Stando ai dati ufficiali il Caucaso è fedele a Putin ma il voto in Abkhazija ed Ossezia del Sud è una miccia nella polveriera dei "conflitti congelati". Sullo sfondo la questione del Kosovo

11/12/2007 -  Davide Cremaschi

Un vero e proprio trionfo elettorale per il partito del Presidente "Russia Unita". La maggioranza dei due terzi alla Duma gli permette ora di modificare la Costituzione autonomamente. Anche se in patria e all'estero si sollevano forti dubbi sulla regolarità delle elezioni parlamentari del 2 dicembre, nulla sembra impensierire i piani di Putin. Pieno appoggio al Presidente sia in Caucaso del Nord che nelle due Repubbliche non riconosciute del Caucaso del sud. Alle quali la nuova Duma potrebbe ora regalare il riconoscimento dell'indipendenza. Un destino che sembra ormai legato a doppio filo all'imminente definizione dello status del Kosovo.
---+---
→ Esercizio scritto A
Copia senza modifiche il brano dell'articolo sulle elezioni russe che comincia con "Un vero e proprio" e termina con "status del Kosovo.".

→ Elenco dell'esercizio
---+---
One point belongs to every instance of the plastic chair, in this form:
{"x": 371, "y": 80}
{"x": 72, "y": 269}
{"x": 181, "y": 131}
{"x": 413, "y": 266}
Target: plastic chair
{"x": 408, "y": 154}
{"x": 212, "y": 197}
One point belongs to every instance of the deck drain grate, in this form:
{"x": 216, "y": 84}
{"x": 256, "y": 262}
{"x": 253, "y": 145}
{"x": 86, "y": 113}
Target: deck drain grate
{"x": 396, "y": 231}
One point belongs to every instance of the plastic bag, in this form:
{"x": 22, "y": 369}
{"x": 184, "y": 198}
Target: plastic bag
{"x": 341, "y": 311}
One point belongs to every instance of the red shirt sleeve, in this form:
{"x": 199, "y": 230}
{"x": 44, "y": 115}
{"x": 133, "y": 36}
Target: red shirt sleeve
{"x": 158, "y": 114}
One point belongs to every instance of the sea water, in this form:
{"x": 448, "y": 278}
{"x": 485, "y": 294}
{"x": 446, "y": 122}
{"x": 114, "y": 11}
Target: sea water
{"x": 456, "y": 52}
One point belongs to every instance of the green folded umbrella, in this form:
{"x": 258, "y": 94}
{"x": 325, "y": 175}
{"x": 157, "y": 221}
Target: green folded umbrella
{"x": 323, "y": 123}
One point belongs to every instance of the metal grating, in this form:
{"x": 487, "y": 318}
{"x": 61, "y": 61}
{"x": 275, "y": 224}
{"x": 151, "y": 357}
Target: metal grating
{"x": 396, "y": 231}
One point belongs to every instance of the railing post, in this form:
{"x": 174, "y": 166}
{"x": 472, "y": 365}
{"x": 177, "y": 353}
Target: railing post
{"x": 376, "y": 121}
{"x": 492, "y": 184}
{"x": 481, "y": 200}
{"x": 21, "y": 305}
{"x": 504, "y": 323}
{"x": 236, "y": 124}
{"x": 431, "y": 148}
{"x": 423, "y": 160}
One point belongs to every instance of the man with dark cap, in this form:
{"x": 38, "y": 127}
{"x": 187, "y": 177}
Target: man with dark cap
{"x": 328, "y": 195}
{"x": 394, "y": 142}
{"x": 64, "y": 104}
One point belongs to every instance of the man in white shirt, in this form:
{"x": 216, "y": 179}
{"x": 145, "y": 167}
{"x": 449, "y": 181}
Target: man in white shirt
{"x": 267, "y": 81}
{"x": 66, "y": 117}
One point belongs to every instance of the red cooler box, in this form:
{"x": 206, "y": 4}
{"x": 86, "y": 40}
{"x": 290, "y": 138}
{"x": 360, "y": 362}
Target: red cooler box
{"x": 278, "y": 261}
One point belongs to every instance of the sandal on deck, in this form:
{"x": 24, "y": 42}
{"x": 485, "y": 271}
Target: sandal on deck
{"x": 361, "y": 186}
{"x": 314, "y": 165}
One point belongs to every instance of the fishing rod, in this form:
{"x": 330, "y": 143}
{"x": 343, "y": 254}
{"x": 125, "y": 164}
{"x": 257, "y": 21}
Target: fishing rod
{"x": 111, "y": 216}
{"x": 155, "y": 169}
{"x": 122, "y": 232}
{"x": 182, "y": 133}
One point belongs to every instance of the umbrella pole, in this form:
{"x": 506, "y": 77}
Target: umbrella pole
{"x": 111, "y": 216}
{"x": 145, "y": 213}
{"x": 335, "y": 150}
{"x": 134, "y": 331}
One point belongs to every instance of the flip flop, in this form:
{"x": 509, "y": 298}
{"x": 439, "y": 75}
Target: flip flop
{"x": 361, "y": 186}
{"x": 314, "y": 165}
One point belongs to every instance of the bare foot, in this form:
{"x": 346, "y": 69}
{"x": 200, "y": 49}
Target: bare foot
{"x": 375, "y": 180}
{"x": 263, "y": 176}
---+---
→ Esercizio scritto B
Disponi in una lista JSON di stringhe le righe dell'elenco che cominciano da quella contenente "One point belongs to every instance of the sandal" e arrivano fino alla fine dell'elenco, estremi compresi. Metti una stringa per riga e tralascia le righe vuote.

→ Risultato corretto A
Un vero e proprio trionfo elettorale per il partito del Presidente "Russia Unita". La maggioranza dei due terzi alla Duma gli permette ora di modificare la Costituzione autonomamente. Anche se in patria e all'estero si sollevano forti dubbi sulla regolarità delle elezioni parlamentari del 2 dicembre, nulla sembra impensierire i piani di Putin. Pieno appoggio al Presidente sia in Caucaso del Nord che nelle due Repubbliche non riconosciute del Caucaso del sud. Alle quali la nuova Duma potrebbe ora regalare il riconoscimento dell'indipendenza. Un destino che sembra ormai legato a doppio filo all'imminente definizione dello status del Kosovo.

→ Risultato corretto B
[
  "One point belongs to every instance of the sandal on deck, in this form:",
  "{\"x\": 24, \"y\": 42}",
  "{\"x\": 485, \"y\": 271}",
  "Target: sandal on deck",
  "{\"x\": 361, \"y\": 186}",
  "{\"x\": 314, \"y\": 165}",
  "One point belongs to every instance of the fishing rod, in this form:",
  "{\"x\": 330, \"y\": 143}",
  "{\"x\": 343, \"y\": 254}",
  "{\"x\": 125, \"y\": 164}",
  "{\"x\": 257, \"y\": 21}",
  "Target: fishing rod",
  "{\"x\": 111, \"y\": 216}",
  "{\"x\": 155, \"y\": 169}",
  "{\"x\": 122, \"y\": 232}",
  "{\"x\": 182, \"y\": 133}",
  "One point belongs to every instance of the umbrella pole, in this form:",
  "{\"x\": 506, \"y\": 77}",
  "Target: umbrella pole",
  "{\"x\": 111, \"y\": 216}",
  "{\"x\": 145, \"y\": 213}",
  "{\"x\": 335, \"y\": 150}",
  "{\"x\": 134, \"y\": 331}",
  "One point belongs to every instance of the flip flop, in this form:",
  "{\"x\": 509, \"y\": 298}",
  "{\"x\": 439, \"y\": 75}",
  "Target: flip flop",
  "{\"x\": 361, \"y\": 186}",
  "{\"x\": 314, \"y\": 165}",
  "One point belongs to every instance of the bare foot, in this form:",
  "{\"x\": 346, \"y\": 69}",
  "{\"x\": 200, \"y\": 49}",
  "Target: bare foot",
  "{\"x\": 375, \"y\": 180}",
  "{\"x\": 263, \"y\": 176}"
]